What to work on:
Search the records below for the word "green". Copy each line where it occurs.

Given entries:
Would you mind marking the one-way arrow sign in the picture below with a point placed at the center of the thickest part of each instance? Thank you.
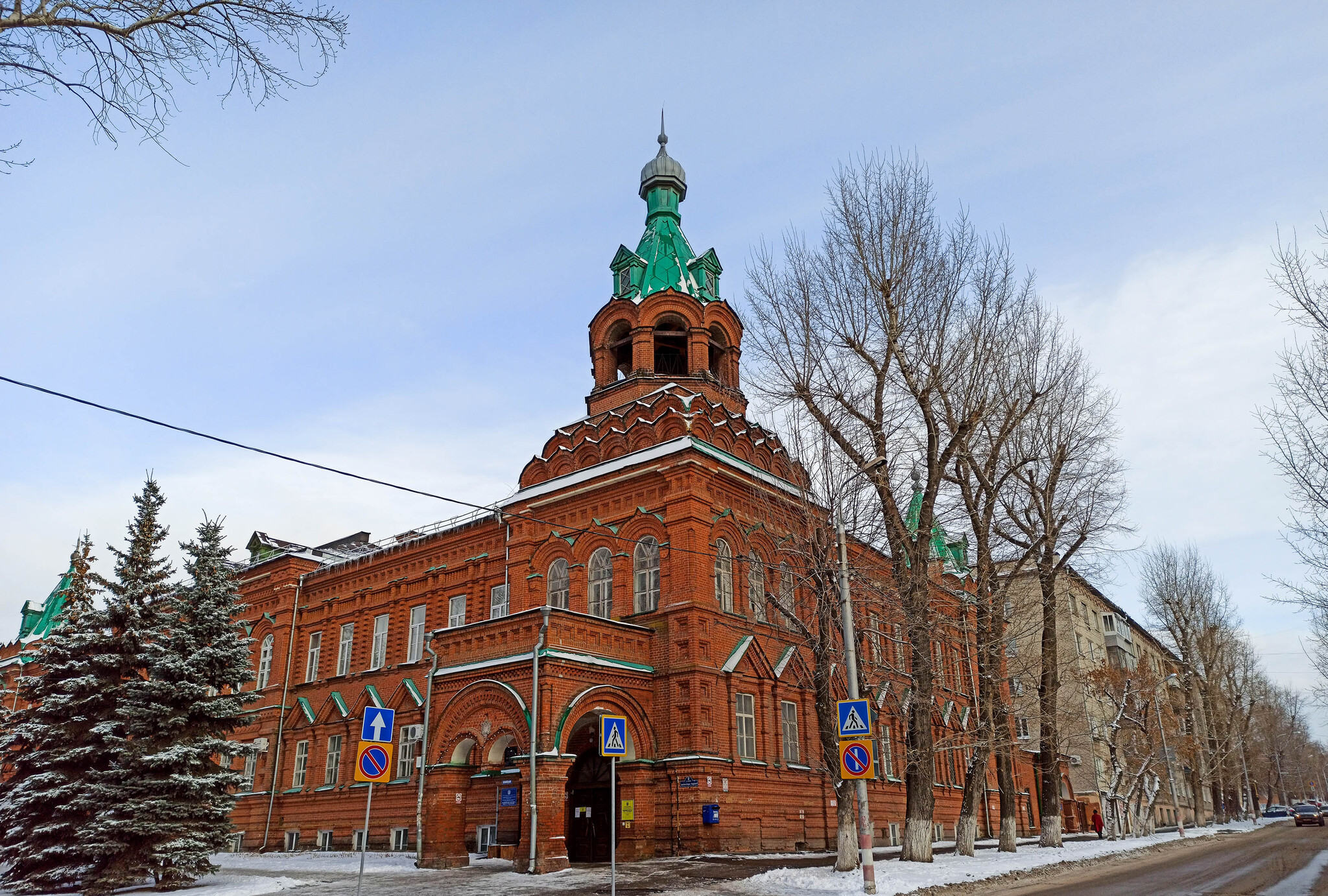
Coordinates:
(377, 725)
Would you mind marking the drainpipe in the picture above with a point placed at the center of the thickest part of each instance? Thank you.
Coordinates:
(534, 729)
(281, 718)
(424, 748)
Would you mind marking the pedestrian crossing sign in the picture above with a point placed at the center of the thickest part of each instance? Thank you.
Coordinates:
(613, 736)
(854, 718)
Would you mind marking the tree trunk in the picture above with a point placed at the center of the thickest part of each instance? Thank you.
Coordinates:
(1048, 692)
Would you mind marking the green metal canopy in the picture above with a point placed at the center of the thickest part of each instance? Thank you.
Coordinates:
(665, 259)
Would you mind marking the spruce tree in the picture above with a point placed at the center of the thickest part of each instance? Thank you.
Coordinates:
(56, 748)
(134, 790)
(184, 783)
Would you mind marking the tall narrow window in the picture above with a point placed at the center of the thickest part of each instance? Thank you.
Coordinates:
(302, 764)
(558, 585)
(600, 583)
(457, 611)
(311, 661)
(756, 585)
(379, 655)
(265, 664)
(415, 646)
(787, 594)
(499, 602)
(745, 718)
(409, 749)
(789, 725)
(343, 651)
(333, 769)
(646, 591)
(724, 575)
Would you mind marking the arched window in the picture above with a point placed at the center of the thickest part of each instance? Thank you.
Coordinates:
(756, 585)
(600, 583)
(265, 664)
(646, 593)
(724, 575)
(787, 598)
(558, 589)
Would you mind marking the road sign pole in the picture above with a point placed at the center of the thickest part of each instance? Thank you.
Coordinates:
(364, 842)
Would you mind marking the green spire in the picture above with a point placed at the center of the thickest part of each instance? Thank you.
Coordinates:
(665, 259)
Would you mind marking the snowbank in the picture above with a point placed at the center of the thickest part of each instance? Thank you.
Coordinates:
(894, 877)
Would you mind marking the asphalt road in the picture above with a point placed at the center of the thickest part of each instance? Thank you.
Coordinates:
(1279, 860)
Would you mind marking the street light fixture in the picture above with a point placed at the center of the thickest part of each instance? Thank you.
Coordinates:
(850, 661)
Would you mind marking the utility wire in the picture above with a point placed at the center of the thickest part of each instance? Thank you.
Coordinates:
(343, 473)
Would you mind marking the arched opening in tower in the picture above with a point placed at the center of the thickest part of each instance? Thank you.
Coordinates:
(671, 348)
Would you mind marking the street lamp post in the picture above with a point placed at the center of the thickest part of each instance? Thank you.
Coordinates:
(850, 661)
(1167, 754)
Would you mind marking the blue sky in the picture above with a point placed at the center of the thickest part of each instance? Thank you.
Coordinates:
(392, 271)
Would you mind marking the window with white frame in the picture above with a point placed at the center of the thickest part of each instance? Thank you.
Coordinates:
(343, 651)
(560, 585)
(302, 764)
(379, 655)
(250, 770)
(600, 598)
(756, 585)
(333, 769)
(789, 728)
(646, 569)
(724, 575)
(415, 644)
(499, 602)
(745, 717)
(265, 664)
(408, 749)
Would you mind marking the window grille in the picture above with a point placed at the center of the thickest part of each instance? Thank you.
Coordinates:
(756, 585)
(724, 575)
(333, 769)
(311, 661)
(560, 587)
(747, 726)
(265, 664)
(302, 764)
(379, 655)
(789, 725)
(343, 652)
(499, 602)
(415, 646)
(646, 594)
(600, 598)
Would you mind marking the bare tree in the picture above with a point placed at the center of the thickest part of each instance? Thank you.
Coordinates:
(121, 58)
(1065, 502)
(870, 333)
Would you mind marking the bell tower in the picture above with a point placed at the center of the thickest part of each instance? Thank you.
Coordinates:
(666, 320)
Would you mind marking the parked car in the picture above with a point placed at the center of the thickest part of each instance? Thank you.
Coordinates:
(1309, 814)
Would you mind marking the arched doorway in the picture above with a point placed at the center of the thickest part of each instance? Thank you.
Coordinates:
(589, 808)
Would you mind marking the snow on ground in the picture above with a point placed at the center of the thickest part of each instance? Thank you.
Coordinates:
(894, 877)
(314, 862)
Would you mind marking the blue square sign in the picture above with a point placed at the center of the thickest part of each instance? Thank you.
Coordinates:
(377, 724)
(854, 718)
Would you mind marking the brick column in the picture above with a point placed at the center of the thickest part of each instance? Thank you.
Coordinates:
(551, 834)
(445, 817)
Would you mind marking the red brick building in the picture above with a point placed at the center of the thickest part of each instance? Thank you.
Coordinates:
(634, 563)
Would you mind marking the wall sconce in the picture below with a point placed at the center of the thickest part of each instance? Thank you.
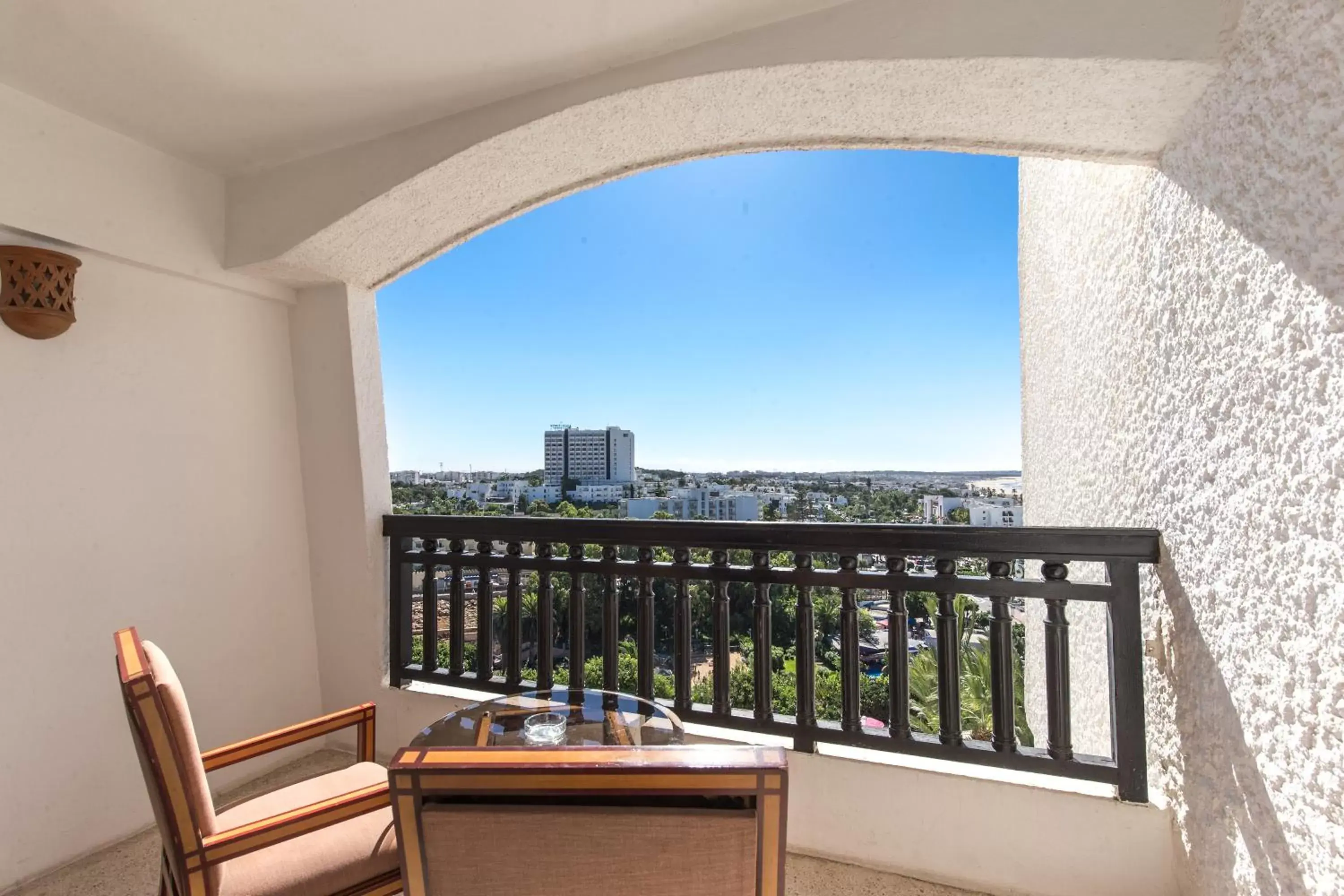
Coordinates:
(37, 291)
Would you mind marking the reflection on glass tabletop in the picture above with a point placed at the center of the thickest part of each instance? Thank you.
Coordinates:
(592, 718)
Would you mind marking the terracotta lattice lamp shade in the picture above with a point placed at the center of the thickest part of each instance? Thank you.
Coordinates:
(37, 291)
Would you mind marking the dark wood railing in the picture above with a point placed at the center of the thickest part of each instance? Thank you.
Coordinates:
(425, 546)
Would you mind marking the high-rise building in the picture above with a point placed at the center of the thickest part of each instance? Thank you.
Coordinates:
(589, 456)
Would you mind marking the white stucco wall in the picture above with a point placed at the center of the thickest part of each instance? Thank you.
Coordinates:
(150, 478)
(1183, 367)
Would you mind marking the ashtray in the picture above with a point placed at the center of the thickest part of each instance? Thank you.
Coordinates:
(545, 728)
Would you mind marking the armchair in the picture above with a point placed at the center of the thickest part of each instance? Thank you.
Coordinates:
(655, 821)
(331, 836)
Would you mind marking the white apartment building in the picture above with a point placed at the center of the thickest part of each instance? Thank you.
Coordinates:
(589, 456)
(983, 511)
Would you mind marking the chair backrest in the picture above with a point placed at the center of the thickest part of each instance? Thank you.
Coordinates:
(170, 757)
(655, 821)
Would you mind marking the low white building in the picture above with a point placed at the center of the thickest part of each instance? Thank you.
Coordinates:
(733, 507)
(479, 492)
(994, 512)
(597, 492)
(549, 493)
(510, 489)
(717, 507)
(937, 507)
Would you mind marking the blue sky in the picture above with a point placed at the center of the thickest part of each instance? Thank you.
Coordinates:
(793, 311)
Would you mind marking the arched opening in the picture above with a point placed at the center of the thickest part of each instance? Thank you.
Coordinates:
(823, 336)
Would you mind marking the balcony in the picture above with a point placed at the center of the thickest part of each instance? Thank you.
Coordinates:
(203, 454)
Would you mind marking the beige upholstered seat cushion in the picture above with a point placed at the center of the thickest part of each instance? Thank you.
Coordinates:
(318, 864)
(185, 735)
(585, 851)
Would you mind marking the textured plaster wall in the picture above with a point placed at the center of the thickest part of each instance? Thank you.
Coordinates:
(1176, 375)
(1265, 146)
(1183, 367)
(148, 476)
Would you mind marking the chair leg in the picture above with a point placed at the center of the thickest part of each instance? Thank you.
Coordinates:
(166, 886)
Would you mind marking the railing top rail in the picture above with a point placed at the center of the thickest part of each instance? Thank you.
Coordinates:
(1101, 544)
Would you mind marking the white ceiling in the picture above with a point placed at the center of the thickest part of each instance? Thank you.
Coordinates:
(240, 85)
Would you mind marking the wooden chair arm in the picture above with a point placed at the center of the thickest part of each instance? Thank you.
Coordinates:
(361, 715)
(287, 825)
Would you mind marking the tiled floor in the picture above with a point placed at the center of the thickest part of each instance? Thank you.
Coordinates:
(131, 868)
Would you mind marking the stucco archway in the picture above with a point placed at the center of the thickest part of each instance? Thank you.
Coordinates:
(1115, 111)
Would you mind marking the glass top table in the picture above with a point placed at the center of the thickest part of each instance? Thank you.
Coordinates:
(557, 718)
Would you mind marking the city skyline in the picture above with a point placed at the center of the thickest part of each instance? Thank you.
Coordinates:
(733, 312)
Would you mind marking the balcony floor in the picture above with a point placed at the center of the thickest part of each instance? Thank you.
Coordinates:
(131, 868)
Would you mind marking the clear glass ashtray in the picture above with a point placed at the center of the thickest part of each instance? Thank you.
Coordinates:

Your response:
Would you mind marking the green metal canopy in the picture above with a point placed at the center of the thickest part of each instance? Thank you.
Would you mind marking the green spire in the picture above with a point placed at the center of the thickest part of each instance? Thank you.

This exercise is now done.